■ Travail demandé ■
Reproduisez à l'identique l'ensemble du matériel qui suit, ligne par ligne.

■ Données fournies ■
-------------------------

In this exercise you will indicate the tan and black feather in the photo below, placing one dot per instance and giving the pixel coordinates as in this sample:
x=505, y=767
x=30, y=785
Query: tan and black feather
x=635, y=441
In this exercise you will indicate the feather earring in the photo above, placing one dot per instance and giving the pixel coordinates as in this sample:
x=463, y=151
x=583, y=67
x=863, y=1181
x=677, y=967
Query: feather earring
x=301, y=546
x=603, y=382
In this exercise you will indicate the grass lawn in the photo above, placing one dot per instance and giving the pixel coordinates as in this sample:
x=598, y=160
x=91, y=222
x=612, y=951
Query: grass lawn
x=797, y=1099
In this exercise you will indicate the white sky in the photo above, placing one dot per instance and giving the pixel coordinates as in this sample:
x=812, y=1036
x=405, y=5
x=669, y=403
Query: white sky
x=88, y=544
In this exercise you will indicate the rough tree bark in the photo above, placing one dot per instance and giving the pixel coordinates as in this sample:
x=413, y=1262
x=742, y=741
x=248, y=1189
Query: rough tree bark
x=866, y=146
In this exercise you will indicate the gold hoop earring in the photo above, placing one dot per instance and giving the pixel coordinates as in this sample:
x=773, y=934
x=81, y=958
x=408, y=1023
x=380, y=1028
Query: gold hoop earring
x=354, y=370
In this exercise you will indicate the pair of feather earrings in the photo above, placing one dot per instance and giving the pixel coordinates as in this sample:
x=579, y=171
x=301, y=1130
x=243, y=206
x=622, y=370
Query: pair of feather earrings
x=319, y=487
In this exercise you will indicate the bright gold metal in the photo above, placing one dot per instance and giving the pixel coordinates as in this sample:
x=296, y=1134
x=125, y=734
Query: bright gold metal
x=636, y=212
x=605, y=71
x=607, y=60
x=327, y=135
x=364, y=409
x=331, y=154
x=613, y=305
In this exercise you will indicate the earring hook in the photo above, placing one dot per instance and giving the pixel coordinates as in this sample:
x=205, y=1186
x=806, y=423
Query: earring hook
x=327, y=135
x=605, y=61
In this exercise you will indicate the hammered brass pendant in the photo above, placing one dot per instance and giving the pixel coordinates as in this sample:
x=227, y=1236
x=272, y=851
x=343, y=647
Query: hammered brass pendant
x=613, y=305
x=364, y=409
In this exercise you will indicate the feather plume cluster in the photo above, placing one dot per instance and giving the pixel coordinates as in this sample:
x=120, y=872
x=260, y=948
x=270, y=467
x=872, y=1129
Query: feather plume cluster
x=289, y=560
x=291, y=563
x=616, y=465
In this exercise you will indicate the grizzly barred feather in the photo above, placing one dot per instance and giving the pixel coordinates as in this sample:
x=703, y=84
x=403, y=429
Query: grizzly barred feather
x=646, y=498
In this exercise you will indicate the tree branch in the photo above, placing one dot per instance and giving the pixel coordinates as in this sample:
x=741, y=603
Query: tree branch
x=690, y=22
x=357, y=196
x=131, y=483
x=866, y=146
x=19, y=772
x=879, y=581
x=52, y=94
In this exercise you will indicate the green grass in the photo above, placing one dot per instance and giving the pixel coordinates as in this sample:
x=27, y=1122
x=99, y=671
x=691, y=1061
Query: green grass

-------------------------

■ Réponse attendue ■
In this exercise you will indicate the tan and black feather in the photo below, placing one dot per instance and giving the pixel coordinates as in this sample:
x=505, y=767
x=30, y=785
Query: tan and black feather
x=635, y=441
In this exercise you will indicate the feather earring in the photo above, placing one dot per instance and giving the pixel coordinates as in this sample:
x=463, y=151
x=583, y=67
x=863, y=1181
x=677, y=967
Query: feather earring
x=301, y=546
x=603, y=382
In this exercise you will indicate the grass lawn in the photo above, placing one dot per instance and giving the pixel coordinates as in this sample:
x=598, y=160
x=91, y=222
x=612, y=951
Query: grass lawn
x=797, y=1099
In this exercise you will indicate the white sky in the photo above, placing one dot per instance and giving the pixel coordinates as in this sample:
x=812, y=1036
x=405, y=5
x=669, y=403
Query: white sky
x=88, y=544
In this exercise you will indicate the rough tree bark in the photo above, placing one dot per instance and giving the pixel coordinates as in this sample:
x=413, y=1262
x=742, y=741
x=248, y=1189
Query: rough tree bark
x=866, y=146
In this exercise you will indicate the gold hoop earring in the photo above, placing one dot per instance and giving the pixel coordinates as in this sample:
x=773, y=934
x=81, y=958
x=408, y=1023
x=380, y=1028
Query: gold hoop earring
x=354, y=370
In this exercise you will indicate the pair of feather earrings in the photo above, placing one dot per instance and giving the pixel coordinates as in this sample:
x=579, y=171
x=301, y=1130
x=243, y=206
x=622, y=370
Query: pair of feather earrings
x=319, y=487
In this exercise you will indicate the bright gold metal in the photo above, placing one dot per instance and giving the pixel coordinates as in this sample:
x=296, y=1134
x=125, y=734
Query: bright gold metal
x=636, y=212
x=605, y=71
x=607, y=60
x=327, y=135
x=364, y=409
x=331, y=154
x=613, y=305
In this exercise you will indicate the earring hook in the photo above, placing one dot per instance and giving the pixel coordinates as in this sample:
x=205, y=1186
x=806, y=423
Query: earring hook
x=327, y=135
x=605, y=61
In this exercise you will indicate the hammered brass pendant in the photo above, placing one dot per instance and giving the pixel coordinates as in this sample:
x=227, y=1236
x=272, y=851
x=343, y=647
Query: hammered brass pendant
x=613, y=305
x=364, y=409
In this exercise you will indicate the feather plume cluster in the photo above, placing one dot per instance and giving the pixel coordinates as in this sample:
x=120, y=872
x=260, y=948
x=270, y=467
x=872, y=1129
Query: feather plume cluster
x=289, y=560
x=291, y=563
x=616, y=465
In this exercise you will indicate the grizzly barred feather in the photo above, placing one dot per instance and giving the pixel coordinates as in this sample:
x=703, y=84
x=403, y=429
Query: grizzly barred feather
x=646, y=498
In this exercise you will indicate the tree branch in the photo above, placing one dot per instance and giving the pixel coordinates as in this sample:
x=741, y=603
Query: tree branch
x=690, y=22
x=357, y=196
x=131, y=483
x=866, y=146
x=19, y=772
x=879, y=581
x=52, y=94
In this exercise you will indicate the green grass in the photo above, placing one dot per instance and giving the pixel coordinates as in this sample:
x=27, y=1122
x=99, y=671
x=691, y=1061
Query: green grass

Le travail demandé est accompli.